For many travelers, the first step of a journey involves navigating a busy airport.  During World War II, passengers faced additional stress when civilian air travel took a back seat to military priorities.  This was doubly true for airline employees, who coped with challenges that went far beyond the ordinary joys of dealing with the public.

One such employee was 25-year-old Kate Hopkins, an American Airlines ticket agent in 1943 at Detroit’s City Airport.  Her letters to boyfriend Thomas Tichenor, a Kentuckian serving in the Navy, give us a unique perspective on wartime air travel through the eyes of a clever and observant young woman.

Kate often found herself on the overnight shift–an assignment that, while wearying, gave her an opportunity to use her people-watching skills.  After one such night, she wrote poignantly to Thomas about “the little sailor and his girl who sat locked in each others arms for a full forty minutes before his flight left, while his mother very quietly sat beside him, waiting to bid him good-by; about the little girl–she couldn’t have been much more than nineteen–who was going out alone to meet her husband, a Ferry pilot, in Spokane–and her family who came to see her off.”  When the flight was announced, “her Father said ‘Well Ruthie–’ with all the pride and eloquence and love that only a Father could put into those two words, because what else could he say?” 

Ferry pilots–members of the Air Transport Command, largely made up of civilians who flew aircraft from manufacturing plants to training facilities and ports for shipment overseas–were frequent airport patrons.  Some of them, Kate observed, “are nice–others tough–some, surprisingly young and all very interesting.”  One of them “came in last nite with an enormous plush Easter bunny–its long white ears protruding from a paper sack–He’d brought it back from Wilmington for his little girl.” 

Kate grew accustomed to watching irritated Ferry pilots call the nearby base to complain when their ground transportation was not waiting.  On other occasions, she became the object of customer ire.  Determining that a passenger was too drunk to fly, she feared “he was going to hit me” when she declined to ticket him.  She “finally eased him away from the counter” by inviting him to spend his unscheduled six-hour layover trying “some black coffee at the airport restaurant–that I knew was vile enough to cure or kill him.”

════════

## Directions
(1) According to the wartime air travel text, where was Kate Hopkins working as an American Airlines ticket agent in 1943?
(2) Go on with the account of Kate Hopkins's airport work from the point where it stops.

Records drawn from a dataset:
════════

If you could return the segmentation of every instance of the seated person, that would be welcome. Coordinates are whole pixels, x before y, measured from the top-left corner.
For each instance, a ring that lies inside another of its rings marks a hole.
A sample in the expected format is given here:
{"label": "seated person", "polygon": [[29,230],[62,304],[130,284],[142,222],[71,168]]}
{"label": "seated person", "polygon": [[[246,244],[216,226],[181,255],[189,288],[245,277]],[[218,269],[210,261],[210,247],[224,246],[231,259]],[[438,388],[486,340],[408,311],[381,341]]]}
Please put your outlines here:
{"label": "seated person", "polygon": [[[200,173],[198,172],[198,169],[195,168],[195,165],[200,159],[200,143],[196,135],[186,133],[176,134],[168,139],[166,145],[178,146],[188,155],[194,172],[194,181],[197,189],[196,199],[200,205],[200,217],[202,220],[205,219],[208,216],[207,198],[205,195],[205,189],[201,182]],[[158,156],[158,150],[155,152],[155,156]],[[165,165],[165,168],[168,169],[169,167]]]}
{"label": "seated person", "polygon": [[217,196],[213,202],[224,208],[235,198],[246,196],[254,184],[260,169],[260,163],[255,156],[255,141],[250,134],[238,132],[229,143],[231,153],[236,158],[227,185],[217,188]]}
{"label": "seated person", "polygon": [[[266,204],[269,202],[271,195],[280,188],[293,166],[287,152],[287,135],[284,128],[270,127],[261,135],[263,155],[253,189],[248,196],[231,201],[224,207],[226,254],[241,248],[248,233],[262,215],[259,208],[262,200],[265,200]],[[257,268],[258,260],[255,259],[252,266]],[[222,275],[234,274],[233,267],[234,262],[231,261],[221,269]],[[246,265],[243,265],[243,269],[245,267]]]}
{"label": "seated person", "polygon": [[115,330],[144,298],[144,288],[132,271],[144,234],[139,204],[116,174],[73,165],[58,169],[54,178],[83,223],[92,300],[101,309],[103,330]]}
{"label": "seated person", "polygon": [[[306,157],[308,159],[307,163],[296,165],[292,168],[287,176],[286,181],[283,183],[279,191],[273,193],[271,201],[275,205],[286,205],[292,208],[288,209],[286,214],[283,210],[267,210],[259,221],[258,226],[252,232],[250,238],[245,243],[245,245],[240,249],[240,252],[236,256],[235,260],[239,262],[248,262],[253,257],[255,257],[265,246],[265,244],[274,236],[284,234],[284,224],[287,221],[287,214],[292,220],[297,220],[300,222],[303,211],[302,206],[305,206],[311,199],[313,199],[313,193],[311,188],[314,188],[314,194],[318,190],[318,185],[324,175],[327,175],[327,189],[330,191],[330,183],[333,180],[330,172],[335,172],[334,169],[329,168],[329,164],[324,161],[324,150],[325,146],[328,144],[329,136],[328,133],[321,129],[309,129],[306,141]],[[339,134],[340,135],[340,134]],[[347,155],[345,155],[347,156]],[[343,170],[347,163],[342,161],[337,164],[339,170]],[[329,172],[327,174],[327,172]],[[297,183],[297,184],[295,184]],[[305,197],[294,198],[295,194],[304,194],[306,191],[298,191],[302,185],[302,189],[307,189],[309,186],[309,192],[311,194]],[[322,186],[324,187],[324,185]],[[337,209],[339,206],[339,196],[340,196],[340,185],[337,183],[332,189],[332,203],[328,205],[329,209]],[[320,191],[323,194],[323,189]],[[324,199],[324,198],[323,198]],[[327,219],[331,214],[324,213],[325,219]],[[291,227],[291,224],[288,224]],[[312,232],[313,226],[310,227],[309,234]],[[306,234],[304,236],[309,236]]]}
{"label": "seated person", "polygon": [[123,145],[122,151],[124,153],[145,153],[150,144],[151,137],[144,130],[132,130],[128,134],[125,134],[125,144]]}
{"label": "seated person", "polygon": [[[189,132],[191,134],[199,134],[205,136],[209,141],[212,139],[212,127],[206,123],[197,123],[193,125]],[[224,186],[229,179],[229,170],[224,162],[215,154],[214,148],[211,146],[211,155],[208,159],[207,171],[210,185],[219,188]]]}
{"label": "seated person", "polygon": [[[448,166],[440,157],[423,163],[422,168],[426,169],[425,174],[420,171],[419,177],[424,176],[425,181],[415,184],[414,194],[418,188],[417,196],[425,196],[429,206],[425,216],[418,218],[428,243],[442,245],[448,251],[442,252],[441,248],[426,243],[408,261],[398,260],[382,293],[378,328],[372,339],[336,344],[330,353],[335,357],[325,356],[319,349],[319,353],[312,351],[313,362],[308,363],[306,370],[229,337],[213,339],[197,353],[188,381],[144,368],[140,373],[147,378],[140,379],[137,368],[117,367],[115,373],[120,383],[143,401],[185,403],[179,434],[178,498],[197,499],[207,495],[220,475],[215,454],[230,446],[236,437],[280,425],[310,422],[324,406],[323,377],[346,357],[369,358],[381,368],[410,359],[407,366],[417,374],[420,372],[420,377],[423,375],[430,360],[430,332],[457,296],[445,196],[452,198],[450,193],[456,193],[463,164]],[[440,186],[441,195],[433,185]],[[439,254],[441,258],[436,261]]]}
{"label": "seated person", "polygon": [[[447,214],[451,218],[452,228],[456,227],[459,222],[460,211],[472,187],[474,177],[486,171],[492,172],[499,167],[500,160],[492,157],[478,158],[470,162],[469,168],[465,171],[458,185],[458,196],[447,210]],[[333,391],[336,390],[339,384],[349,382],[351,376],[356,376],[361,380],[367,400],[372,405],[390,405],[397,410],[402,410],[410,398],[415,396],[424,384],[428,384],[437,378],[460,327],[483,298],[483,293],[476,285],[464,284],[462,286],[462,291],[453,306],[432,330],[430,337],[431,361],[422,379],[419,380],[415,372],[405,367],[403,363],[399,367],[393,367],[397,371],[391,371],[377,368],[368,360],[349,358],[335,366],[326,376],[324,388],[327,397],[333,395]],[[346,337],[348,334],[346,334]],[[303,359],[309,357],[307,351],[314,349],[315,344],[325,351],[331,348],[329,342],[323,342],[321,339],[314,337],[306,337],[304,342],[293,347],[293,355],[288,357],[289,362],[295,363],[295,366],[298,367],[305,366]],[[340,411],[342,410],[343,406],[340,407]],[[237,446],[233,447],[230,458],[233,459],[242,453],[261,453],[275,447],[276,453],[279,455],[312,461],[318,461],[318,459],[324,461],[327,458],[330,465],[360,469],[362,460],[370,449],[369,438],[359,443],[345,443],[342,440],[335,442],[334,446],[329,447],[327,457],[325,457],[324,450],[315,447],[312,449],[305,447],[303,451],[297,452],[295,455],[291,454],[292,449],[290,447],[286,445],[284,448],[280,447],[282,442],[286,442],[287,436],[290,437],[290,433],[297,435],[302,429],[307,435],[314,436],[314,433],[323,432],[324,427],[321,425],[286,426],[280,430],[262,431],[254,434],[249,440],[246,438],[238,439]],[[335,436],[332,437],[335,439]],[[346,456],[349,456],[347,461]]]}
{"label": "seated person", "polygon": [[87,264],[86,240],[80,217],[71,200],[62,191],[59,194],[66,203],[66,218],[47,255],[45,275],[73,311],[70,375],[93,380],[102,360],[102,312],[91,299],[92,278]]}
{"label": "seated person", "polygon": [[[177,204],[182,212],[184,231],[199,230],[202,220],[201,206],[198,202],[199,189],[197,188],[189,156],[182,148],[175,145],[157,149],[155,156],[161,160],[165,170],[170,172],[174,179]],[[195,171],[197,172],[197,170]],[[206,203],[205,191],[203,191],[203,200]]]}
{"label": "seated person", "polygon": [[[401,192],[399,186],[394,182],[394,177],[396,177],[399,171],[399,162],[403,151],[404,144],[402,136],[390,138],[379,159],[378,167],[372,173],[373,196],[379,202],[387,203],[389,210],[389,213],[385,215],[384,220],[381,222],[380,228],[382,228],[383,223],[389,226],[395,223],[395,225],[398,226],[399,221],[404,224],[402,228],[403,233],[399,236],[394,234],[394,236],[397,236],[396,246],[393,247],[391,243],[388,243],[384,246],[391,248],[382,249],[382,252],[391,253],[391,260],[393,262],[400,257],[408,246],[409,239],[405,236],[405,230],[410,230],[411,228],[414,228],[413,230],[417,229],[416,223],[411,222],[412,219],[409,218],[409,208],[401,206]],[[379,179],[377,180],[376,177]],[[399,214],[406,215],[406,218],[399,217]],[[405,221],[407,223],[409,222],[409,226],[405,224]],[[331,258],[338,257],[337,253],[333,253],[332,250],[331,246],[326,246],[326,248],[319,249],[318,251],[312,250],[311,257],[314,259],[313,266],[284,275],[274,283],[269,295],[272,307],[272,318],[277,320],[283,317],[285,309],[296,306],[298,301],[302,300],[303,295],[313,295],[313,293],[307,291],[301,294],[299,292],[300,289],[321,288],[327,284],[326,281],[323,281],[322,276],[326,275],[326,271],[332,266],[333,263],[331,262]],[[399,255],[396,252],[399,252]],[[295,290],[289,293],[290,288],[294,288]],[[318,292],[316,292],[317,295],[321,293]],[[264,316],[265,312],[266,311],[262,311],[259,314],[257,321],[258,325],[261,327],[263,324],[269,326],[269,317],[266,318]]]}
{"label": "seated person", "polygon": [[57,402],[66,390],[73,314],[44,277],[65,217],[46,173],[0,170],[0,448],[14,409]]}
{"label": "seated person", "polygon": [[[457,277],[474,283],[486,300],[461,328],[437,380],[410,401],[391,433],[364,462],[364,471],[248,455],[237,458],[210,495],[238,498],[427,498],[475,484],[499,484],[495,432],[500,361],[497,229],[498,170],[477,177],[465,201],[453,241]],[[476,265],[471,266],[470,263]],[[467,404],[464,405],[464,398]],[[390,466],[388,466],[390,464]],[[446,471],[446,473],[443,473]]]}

════════

## Per-task answers
(1) At Detroit's City Airport.

(2)
On still other occasions, the drama escalated.  In the middle of one night, Kate received a message asking to have a cab waiting for an incoming flight “to take a Lieutenant and his eleven day old premature baby to Ann Arbor.”  To her disgust, she could find no driver interested in the life-and-death mission unless they could also find a paying fare for the 40-mile return trip.  As negotiations continued, the plane landed and “the captain himself escorted the Lieutenant and the baby, which he was carrying in a cardboard carton not much larger than a shoe box, to the cab.”  The captain also grew furious with the cab driver, “especially when he’d flown at 2,000 feet all the way from Buffalo because every time he went higher the baby turned blue. . . . We finally got things arranged,” Kate reported, “to no one’s satisfaction.”

More often than not, however, Kate maintained her equilibrium.  After checking in a line of difficult customers, she ticketed a young corporal who “was on an emergency furlough trying to get to San Francisco to see his six months old son who he’d never seen.”  The baby was sick, as was his wife, exhausted from trying to run their ranch and summer camp by herself.  But the soldier never lost his smile, and “was such a big person about it all,” wrote Kate, “that I felt awfully silly after all the minor irritations I’d had that day.” 

Kate’s letters are part of the Tichenor Collection, housed in the Manuscripts & Folklife Archives of WKU’s Department of Library Special Collections. Click here to access a finding aid. Travel through our other collections (and have mercy on the person “behind the counter”) by searching TopSCHOLAR and KenCat.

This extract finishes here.